_What to produce_
Format the lines below as a numbered list, covering everything from the line containing "of the parked" down to the last line and leaving out any blank lines.

_Extracted records_
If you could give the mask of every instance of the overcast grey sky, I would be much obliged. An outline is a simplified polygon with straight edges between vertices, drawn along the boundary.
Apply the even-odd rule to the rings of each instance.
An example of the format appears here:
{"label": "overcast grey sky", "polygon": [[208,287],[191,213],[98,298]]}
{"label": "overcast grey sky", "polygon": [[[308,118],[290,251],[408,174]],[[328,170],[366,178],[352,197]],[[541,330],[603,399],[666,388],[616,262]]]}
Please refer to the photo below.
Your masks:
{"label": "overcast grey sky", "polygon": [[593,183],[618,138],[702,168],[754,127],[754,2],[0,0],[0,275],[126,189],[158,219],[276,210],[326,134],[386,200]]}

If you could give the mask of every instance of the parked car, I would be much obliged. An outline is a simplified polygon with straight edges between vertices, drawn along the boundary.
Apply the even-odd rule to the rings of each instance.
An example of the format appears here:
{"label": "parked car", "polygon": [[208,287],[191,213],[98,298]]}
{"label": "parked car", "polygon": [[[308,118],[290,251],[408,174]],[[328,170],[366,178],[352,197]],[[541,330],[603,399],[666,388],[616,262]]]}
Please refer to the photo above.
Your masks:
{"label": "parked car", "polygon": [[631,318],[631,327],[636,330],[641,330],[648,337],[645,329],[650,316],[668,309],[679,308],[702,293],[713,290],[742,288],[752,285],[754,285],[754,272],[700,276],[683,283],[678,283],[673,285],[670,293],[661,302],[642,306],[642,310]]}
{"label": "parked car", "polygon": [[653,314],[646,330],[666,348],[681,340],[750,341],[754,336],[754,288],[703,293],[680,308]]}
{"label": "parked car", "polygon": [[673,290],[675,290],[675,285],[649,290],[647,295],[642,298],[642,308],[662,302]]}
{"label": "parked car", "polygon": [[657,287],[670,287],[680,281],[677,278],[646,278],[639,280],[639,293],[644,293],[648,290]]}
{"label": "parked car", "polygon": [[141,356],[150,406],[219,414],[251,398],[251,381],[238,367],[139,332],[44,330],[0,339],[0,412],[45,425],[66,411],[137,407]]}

_Solution to this exercise_
1. If you could give the mask of every instance of the parked car, I would be much obliged. An outline is a simplified polygon with straight edges between vertices, drawn along the boundary.
2. Apply the even-odd rule to the rings of each instance.
3. An example of the format appears here:
4. {"label": "parked car", "polygon": [[208,287],[191,213],[98,298]]}
5. {"label": "parked car", "polygon": [[[308,118],[290,251],[408,174]],[[328,170],[366,178],[352,197]],[[541,330],[603,399],[666,388],[616,262]]]}
6. Please refer to the photo above.
7. Your masks:
8. {"label": "parked car", "polygon": [[631,318],[631,327],[636,330],[641,330],[648,337],[645,329],[650,316],[668,309],[679,308],[702,293],[713,290],[742,288],[752,285],[754,285],[754,272],[700,276],[683,283],[678,283],[673,285],[670,293],[661,302],[642,306],[642,310]]}
9. {"label": "parked car", "polygon": [[653,314],[646,330],[666,348],[681,340],[750,341],[754,336],[754,288],[703,293],[680,308]]}
10. {"label": "parked car", "polygon": [[673,290],[675,290],[675,285],[649,290],[647,295],[642,298],[642,308],[662,302]]}
11. {"label": "parked car", "polygon": [[657,287],[670,287],[680,281],[677,278],[646,278],[639,280],[639,293],[644,293],[648,290]]}
12. {"label": "parked car", "polygon": [[141,356],[150,406],[219,414],[251,398],[251,381],[238,367],[139,332],[44,330],[0,339],[0,412],[45,425],[66,411],[137,407]]}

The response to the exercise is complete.